Start of Supplied data
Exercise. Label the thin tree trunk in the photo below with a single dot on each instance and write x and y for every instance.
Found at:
End of Supplied data
Start of Supplied data
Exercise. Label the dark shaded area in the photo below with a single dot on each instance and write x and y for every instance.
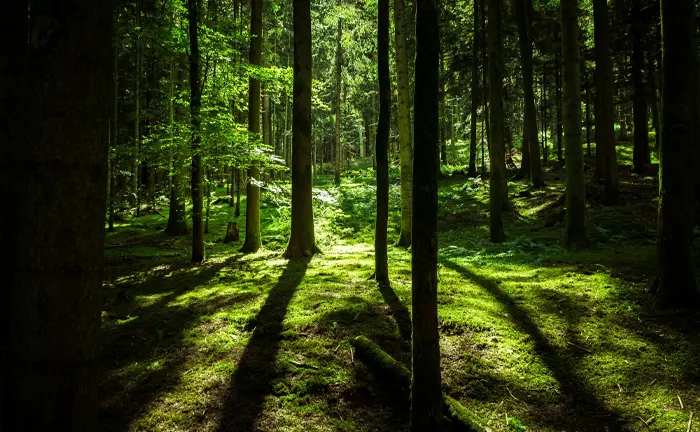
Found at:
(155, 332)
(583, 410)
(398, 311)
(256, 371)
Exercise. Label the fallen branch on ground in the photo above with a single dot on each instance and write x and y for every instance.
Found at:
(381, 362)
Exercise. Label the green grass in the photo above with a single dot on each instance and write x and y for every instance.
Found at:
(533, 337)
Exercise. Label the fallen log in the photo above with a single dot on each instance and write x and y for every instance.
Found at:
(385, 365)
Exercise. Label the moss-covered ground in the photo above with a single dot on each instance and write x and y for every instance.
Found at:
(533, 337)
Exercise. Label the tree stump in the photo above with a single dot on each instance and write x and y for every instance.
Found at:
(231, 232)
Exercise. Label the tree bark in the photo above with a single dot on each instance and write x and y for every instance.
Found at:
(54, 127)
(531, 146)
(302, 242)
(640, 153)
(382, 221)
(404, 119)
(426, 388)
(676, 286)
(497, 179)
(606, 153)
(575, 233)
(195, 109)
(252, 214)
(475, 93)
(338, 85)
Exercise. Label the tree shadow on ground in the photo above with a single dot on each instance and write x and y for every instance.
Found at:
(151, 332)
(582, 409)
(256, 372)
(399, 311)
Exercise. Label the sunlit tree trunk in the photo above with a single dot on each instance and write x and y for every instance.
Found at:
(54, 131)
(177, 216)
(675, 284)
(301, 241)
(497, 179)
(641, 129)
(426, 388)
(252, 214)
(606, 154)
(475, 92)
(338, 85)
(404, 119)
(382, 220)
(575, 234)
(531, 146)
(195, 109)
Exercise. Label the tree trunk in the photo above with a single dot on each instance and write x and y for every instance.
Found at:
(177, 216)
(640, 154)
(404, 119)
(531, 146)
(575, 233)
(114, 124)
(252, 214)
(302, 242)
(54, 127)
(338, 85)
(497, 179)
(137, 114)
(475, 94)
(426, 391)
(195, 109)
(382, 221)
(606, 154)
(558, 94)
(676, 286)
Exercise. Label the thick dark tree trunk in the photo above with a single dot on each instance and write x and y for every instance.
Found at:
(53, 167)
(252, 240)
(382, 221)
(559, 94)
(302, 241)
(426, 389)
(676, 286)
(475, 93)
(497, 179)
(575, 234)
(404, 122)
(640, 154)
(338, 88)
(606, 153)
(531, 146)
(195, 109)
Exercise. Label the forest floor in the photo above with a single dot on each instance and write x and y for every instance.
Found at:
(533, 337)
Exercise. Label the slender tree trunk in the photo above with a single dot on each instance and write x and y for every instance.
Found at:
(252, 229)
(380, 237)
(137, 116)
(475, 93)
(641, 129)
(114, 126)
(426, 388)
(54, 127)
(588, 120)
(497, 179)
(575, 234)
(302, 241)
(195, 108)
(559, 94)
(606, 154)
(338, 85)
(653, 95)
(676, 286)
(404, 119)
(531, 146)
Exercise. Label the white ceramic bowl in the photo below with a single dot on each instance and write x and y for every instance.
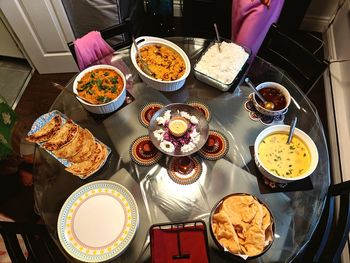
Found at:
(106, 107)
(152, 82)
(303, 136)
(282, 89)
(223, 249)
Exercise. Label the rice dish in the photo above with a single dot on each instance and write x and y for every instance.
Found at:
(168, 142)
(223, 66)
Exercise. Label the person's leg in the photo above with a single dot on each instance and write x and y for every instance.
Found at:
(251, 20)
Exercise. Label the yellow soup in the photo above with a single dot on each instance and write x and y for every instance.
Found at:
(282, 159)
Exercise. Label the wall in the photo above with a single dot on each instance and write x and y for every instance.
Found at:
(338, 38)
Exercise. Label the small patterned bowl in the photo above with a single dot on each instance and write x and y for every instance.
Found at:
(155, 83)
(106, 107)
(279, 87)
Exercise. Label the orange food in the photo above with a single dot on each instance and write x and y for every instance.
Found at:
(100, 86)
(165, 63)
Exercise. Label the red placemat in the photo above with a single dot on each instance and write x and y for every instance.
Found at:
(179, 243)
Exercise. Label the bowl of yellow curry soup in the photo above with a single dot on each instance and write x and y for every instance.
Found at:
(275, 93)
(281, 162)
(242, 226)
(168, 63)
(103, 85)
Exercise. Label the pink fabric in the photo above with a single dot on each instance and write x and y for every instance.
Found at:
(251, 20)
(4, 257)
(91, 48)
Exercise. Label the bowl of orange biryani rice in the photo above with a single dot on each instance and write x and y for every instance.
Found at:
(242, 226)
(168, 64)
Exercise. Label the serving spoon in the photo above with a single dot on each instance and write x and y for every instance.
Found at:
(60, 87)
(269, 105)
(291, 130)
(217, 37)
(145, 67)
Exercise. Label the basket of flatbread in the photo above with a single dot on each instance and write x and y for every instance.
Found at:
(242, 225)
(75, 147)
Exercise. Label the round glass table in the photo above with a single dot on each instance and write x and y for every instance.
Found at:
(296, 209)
End of Supplied data
## Assignment
Only the lines above from the line with "Exercise. Label the moss-covered" to the line with "Exercise. Label the tree bark", those two lines included, should be reproduced exactly.

## Answer below
Exercise. Label the moss-covered ground in the photo above with a single dot on each instance and write x and y for every instance.
Found at:
(533, 337)
Exercise. Label the tree stump in the photo above with a single dot on each instance and write x and y for every instance.
Found at:
(231, 232)
Exercise. Label the tree bark in the photo above with a single dot on each instance and write x and y for every instance.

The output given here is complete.